PROBLEM REQUIREMENTS - Take the records underneath and set them down exactly.

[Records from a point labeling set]
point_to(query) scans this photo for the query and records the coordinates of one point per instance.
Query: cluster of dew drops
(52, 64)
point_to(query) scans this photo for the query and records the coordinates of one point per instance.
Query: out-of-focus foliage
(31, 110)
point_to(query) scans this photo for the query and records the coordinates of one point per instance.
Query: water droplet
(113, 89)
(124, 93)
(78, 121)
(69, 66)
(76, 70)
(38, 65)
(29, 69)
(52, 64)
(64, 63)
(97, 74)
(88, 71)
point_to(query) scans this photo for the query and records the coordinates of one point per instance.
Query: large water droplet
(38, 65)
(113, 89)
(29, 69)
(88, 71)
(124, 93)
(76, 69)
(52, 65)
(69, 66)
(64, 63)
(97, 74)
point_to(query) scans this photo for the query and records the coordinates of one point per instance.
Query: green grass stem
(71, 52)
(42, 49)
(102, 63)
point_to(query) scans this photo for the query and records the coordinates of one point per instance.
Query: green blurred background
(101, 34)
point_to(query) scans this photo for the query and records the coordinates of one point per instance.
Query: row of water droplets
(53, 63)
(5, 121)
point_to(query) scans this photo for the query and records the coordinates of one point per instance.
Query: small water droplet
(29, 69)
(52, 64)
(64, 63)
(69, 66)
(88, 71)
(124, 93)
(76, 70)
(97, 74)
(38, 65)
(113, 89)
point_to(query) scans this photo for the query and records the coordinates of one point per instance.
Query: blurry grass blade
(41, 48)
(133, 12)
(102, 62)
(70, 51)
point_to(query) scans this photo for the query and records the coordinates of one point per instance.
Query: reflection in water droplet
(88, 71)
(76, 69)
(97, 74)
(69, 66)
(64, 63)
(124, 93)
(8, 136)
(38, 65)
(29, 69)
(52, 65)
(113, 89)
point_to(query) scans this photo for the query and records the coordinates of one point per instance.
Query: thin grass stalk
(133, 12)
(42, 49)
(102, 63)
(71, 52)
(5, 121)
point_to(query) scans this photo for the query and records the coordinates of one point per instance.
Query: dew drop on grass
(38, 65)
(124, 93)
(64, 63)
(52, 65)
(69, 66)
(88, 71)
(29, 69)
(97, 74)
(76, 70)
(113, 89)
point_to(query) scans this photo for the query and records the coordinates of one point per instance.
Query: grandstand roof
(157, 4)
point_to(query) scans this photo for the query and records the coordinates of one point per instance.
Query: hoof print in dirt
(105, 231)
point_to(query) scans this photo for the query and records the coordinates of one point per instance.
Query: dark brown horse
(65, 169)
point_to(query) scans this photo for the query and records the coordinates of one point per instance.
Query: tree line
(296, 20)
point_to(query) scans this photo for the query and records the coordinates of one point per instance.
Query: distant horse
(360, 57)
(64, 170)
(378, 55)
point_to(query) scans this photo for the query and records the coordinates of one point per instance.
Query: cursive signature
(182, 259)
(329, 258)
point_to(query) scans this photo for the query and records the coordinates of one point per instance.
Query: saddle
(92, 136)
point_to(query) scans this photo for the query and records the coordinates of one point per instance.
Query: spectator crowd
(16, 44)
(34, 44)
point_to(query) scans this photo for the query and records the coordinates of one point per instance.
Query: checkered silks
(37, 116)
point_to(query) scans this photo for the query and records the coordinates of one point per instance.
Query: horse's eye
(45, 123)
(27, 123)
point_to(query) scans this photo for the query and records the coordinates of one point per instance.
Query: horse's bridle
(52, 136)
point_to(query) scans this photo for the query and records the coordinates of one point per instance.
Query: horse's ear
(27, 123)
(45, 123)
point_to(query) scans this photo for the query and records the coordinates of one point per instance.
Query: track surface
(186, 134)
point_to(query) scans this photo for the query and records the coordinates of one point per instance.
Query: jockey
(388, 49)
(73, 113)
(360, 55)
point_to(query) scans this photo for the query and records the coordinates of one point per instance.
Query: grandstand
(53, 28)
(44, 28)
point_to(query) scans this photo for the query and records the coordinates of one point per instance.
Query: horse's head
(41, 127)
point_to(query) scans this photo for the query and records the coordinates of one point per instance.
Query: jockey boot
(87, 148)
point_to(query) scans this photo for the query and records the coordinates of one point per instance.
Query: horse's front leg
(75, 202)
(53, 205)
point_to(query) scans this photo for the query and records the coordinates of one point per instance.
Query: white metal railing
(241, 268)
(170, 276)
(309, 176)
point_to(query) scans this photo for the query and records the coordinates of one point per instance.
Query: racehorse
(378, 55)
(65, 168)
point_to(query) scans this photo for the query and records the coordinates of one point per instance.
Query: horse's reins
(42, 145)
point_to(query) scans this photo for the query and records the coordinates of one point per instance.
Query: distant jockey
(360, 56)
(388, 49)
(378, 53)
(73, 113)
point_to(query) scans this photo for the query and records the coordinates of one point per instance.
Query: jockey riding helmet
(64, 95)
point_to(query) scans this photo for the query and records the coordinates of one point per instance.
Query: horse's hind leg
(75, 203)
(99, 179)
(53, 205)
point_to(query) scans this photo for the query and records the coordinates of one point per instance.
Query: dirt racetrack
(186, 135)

ANSWER TO THE TASK -
point_to(query) scans this photo for the query and records the coordinates of one point per instance.
Query: cluster of dew drops
(52, 64)
point_to(query) scans this photo for the query and records the coordinates of one point per instance.
Query: out-of-focus foliage
(31, 110)
point_to(query) scans this photo for the query and records the coordinates of one point per instance.
Query: water droplet
(113, 89)
(124, 93)
(78, 121)
(69, 66)
(76, 70)
(38, 65)
(29, 69)
(52, 64)
(64, 63)
(97, 74)
(88, 71)
point_to(query) scans this photo for the query and records the coordinates of one point per instance.
Query: large water droplet
(38, 65)
(113, 89)
(29, 69)
(88, 71)
(124, 93)
(76, 69)
(52, 65)
(69, 66)
(64, 63)
(97, 74)
point_to(query) scans this photo for the query and records the coordinates of one point per instance.
Query: green grass stem
(71, 52)
(42, 49)
(102, 63)
point_to(query) scans this photo for the query and records the coordinates of one point per instance.
Query: green blurred background
(101, 34)
point_to(query) scans this photo for the query and records the coordinates of one point per instance.
Query: row of water droplets
(53, 63)
(5, 121)
point_to(query) scans this photo for the query and records the coordinates of one point per instance.
Query: small water droplet
(29, 69)
(52, 64)
(64, 63)
(69, 66)
(88, 71)
(124, 93)
(76, 70)
(97, 74)
(38, 65)
(113, 89)
point_to(query) scans this photo for the query and records the coordinates of one point per instance.
Query: blurry grass blade
(41, 48)
(133, 12)
(102, 62)
(70, 51)
point_to(query) scans this photo for the query and records the coordinates of one point per instance.
Query: reflection in water droplet
(88, 71)
(76, 69)
(97, 74)
(69, 66)
(64, 63)
(124, 93)
(8, 136)
(38, 65)
(29, 69)
(52, 65)
(113, 89)
point_to(query) scans this photo for the query and records the coordinates of one point per instance.
Query: thin grass stalk
(133, 12)
(42, 49)
(102, 63)
(71, 52)
(5, 121)
point_to(query) scans this photo for the query and records the coordinates of one point per instance.
Query: dew drop on grass
(38, 65)
(124, 93)
(64, 63)
(52, 65)
(69, 66)
(88, 71)
(29, 69)
(97, 74)
(76, 70)
(113, 89)
point_to(query) scans this photo for the query and records the coordinates of one point per instance.
Query: grandstand roof
(157, 4)
point_to(query) scans this photo for the query and records the coordinates of one point per instance.
Query: hoof print in dirt
(105, 231)
point_to(query) scans this photo for the query and records the coordinates of one point per instance.
Query: dark brown horse
(65, 169)
point_to(query) scans this photo for the query and records the coordinates of one point per instance.
Query: tree line
(296, 20)
point_to(query) scans this photo for the query and records the coordinates of one point per instance.
Query: distant horse
(360, 57)
(64, 170)
(378, 55)
point_to(query) scans this photo for the query and records the coordinates of one point per instance.
Query: cursive signature
(182, 259)
(329, 258)
point_to(query) scans this photo for the query and records the coordinates of one point per instance.
Query: saddle
(92, 136)
point_to(query) scans this photo for the query and records the coordinates of one point per instance.
Query: spectator crowd
(16, 44)
(34, 44)
point_to(query) scans this photo for the query and records the coordinates of one point per instance.
Query: checkered silks
(37, 116)
point_to(query) scans this photo for the query and records the coordinates of one point per instance.
Query: horse's eye
(45, 123)
(27, 123)
point_to(query) scans this photo for the query and records the coordinates of one point per instance.
Query: horse's bridle
(52, 136)
point_to(query) scans this photo for the query and records the coordinates of one point per instance.
Query: horse's ear
(27, 123)
(45, 123)
point_to(query) scans this photo for the query and records the coordinates of one point per instance.
Query: track surface
(186, 134)
point_to(query) scans this photo for the query and records the coordinates of one point per instance.
Query: jockey
(388, 49)
(73, 113)
(360, 55)
point_to(query) scans this photo for the query and records the coordinates of one point per instance.
Query: grandstand
(53, 28)
(44, 28)
point_to(query) scans this photo for the query and records the coordinates of one point per instance.
Query: horse's head
(41, 127)
point_to(query) scans this photo for the query and records the coordinates of one point per instance.
Query: jockey boot
(87, 148)
point_to(query) scans this photo for the query and records the coordinates of one point per instance.
Query: horse's front leg
(75, 202)
(53, 205)
point_to(query) scans this photo for the query and records the coordinates of one point per instance.
Query: white metal railing
(241, 268)
(170, 276)
(309, 176)
point_to(query) scans this photo for the query and records the coordinates of one point per instance.
Query: racehorse
(378, 55)
(65, 168)
point_to(query) scans this photo for the query and records the coordinates of one point per instance.
Query: horse's reins
(42, 145)
point_to(query) scans this photo for the query and records the coordinates of one point per instance.
Query: distant jockey
(360, 56)
(388, 49)
(378, 53)
(73, 113)
point_to(query) scans this photo for the query and records the coordinates of one point per instance.
Query: jockey riding helmet
(64, 95)
point_to(query) scans this photo for the query and records the coordinates of one point per instance.
Query: horse's hind leg
(75, 203)
(99, 179)
(53, 205)
point_to(query) scans this photo for the query and records the coordinates of one point per instance.
Query: dirt racetrack
(186, 135)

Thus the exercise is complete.